** Start of Material **

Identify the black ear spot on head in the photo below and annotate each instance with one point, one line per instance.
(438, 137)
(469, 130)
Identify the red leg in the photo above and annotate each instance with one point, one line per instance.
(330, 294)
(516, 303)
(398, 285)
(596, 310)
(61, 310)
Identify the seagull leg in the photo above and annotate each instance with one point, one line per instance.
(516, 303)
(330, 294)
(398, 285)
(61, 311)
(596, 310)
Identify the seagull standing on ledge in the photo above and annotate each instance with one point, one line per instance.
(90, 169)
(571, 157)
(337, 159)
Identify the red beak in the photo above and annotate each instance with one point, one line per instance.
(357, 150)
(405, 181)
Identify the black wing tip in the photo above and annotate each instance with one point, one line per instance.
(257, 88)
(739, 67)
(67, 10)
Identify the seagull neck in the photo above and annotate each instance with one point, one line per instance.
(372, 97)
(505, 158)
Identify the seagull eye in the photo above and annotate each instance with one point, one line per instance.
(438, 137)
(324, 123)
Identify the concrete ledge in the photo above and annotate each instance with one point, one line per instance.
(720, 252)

** End of Material **

What you will do => Reproduce verbatim the part of the records above that opens with the line containing "Identify the seagull neck" and continues through the final line of the records, including both ends.

Solution to this problem =>
Identify the seagull neck in the photo above and annotate each instance with one point, one line per instance.
(372, 97)
(505, 158)
Identify the seagull eye in the photo above and annotate each instance with one point, one line per instance.
(438, 137)
(324, 123)
Identify the concrete ledge in the photo above and annotate each instance with one point, one line per instance.
(720, 252)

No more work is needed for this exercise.